# EXTRACT TO READ
--- Begin ---
A great composer of sacred music, Gabrieli was an organist in the great St. Marco cathedral in Venice.


Interior of St. Marco Cathedral

We don't know where Gabrieli was born. He was the nephew and pupil of Andrea Gabrieli, the eminent organist and teacher, and the composer of the first fugues of the baroque tradition.

By 1575, Giovanni had gone to Munich to study with Orlandus Lassus. In the early 1580s or thereabout, Giovanni returned to Venice. On January 1st, 1585, a competition was held to select an organist at St. Marco, and Giovanni won. He became the organist at St. Marco in Venice, where he composed some very extraordinary and revolutionary compositions.
--- End ---
# GIVEN TASK A
Switch each "disc" to "circle" throughout the records, and leave everything else in the records as it is.
None of the records relate to the Gabrieli passage.

(Portion of a data file)
--- Begin ---
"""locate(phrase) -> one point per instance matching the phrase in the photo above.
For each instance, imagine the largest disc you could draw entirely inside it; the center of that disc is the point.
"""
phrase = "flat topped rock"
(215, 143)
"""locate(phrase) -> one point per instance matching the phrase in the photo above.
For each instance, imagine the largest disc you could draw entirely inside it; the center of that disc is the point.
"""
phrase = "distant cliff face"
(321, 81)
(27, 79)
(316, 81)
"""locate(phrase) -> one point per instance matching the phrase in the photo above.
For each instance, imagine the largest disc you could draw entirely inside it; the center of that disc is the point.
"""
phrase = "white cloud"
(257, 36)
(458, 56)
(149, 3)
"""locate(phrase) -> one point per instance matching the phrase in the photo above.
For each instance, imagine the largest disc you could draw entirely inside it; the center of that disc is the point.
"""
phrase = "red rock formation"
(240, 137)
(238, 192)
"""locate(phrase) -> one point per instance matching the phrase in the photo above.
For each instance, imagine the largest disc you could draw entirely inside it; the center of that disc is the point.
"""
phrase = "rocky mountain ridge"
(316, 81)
--- End ---
# GIVEN TASK B
Resume the Gabrieli passage after its final sentence.

# EXERCISE ANSWER A
"""locate(phrase) -> one point per instance matching the phrase in the photo above.
For each instance, imagine the largest circle you could draw entirely inside it; the center of that circle is the point.
"""
phrase = "flat topped rock"
(215, 143)
"""locate(phrase) -> one point per instance matching the phrase in the photo above.
For each instance, imagine the largest circle you could draw entirely inside it; the center of that circle is the point.
"""
phrase = "distant cliff face"
(321, 81)
(27, 79)
(316, 81)
"""locate(phrase) -> one point per instance matching the phrase in the photo above.
For each instance, imagine the largest circle you could draw entirely inside it; the center of that circle is the point.
"""
phrase = "white cloud"
(257, 36)
(458, 56)
(149, 3)
"""locate(phrase) -> one point per instance matching the phrase in the photo above.
For each instance, imagine the largest circle you could draw entirely inside it; the center of that circle is the point.
"""
phrase = "red rock formation"
(240, 137)
(238, 192)
"""locate(phrase) -> one point per instance matching the phrase in the photo above.
For each instance, imagine the largest circle you could draw entirely inside it; the center of that circle is the point.
"""
phrase = "rocky mountain ridge"
(316, 81)

# EXERCISE ANSWER B
Gabrieli was an extraordinary composer. In his symphoniae sacrae, he wrote for multiple choirs, which were spaced above the congregation in the choir lofts of St. Marco. He was called the "Father of the chromatic style" because of his bold modulations, and was one of the first, if not the first, to employ use of the general bass that became the underpinning of all Baroque music. He wrote magnificently for instruments and was the first composer to specify a violin part in a score. This alone qualifies him as a Father of all Modern Music and to him must be given the credit for opening the door for the new music that came to life at the beginning of the 17th Century.

Gabrieli is a very important composer. His magnificent choral works, such as Plaudite and O Magnum Mysterium belong in catagory of great compositions for all time.